SOURCE TEXT:
Enterprice is a British comedy-drama written by, and starring Kayode Ewumi. The show's co-stars are Trieve Blackwood-Cambridge, Thea Gajic, Roger Griffiths, and Tanya Moodie. Enterprice portrays two young entrepreneurs from South London: Kazim (Ewumi) and Jeremiah (Blackwood-Cambridge) as they try to escape the hustle and get their brand new delivery service business "Speedi-Kazz" off the ground.

BBC Three aired the Enterprice pilot in November 2017 with Daniel Ezra in the role of Jeremiah. In early 2018, shortly after the pilot aired, the BBC commissioned the first series, consisting of four episodes. In this first series, Blackwood-Cambridge replaced Ezra in the lead role of Jeremiah.

The first series of Enterprice premiered on BBC iPlayer on 29 November 2018 and was broadcast on BBC One on Friday nights during December 2018. In April 2019 Enterprice was renewed by BBC Three for a second series, which debuted on 8 March 2020.

GIVEN TASK: Translate this sentence from the Enterprice text into Spanish: "BBC Three aired the Enterprice pilot in November 2017 with Daniel Ezra in the role of Jeremiah." These records were taken from a different source.

[Collected data entries]
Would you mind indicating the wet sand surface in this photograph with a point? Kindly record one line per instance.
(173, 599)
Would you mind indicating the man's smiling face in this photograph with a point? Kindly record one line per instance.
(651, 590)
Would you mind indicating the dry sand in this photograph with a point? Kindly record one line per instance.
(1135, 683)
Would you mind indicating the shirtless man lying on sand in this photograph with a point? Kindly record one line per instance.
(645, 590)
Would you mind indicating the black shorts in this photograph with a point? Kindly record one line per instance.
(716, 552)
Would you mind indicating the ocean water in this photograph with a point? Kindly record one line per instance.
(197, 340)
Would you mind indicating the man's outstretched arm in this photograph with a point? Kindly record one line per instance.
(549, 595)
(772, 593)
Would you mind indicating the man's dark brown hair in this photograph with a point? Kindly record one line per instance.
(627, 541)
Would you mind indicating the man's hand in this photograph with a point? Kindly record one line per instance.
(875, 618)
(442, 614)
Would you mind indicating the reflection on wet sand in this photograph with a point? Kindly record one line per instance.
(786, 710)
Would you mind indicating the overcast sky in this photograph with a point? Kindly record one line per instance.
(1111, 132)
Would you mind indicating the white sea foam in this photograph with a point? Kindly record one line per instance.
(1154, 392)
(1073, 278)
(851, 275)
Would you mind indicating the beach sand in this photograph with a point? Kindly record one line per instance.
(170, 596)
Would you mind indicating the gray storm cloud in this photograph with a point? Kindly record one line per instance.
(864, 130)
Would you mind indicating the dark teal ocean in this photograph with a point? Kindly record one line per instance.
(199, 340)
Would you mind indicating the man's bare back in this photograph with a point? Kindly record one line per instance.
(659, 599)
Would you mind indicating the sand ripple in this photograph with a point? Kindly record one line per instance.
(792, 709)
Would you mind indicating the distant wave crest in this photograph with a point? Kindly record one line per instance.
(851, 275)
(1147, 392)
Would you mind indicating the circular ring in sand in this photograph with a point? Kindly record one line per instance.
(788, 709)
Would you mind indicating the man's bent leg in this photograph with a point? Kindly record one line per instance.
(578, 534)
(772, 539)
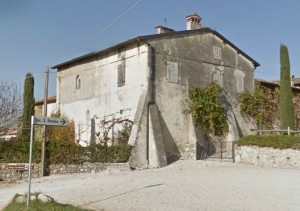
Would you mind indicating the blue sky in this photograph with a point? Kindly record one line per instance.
(39, 33)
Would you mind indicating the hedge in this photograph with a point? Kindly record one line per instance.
(63, 152)
(274, 141)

FULL ANSWER: BBC Three emitió el episodio piloto de Enterprice en noviembre de 2017, con Daniel Ezra en el papel de Jeremiah.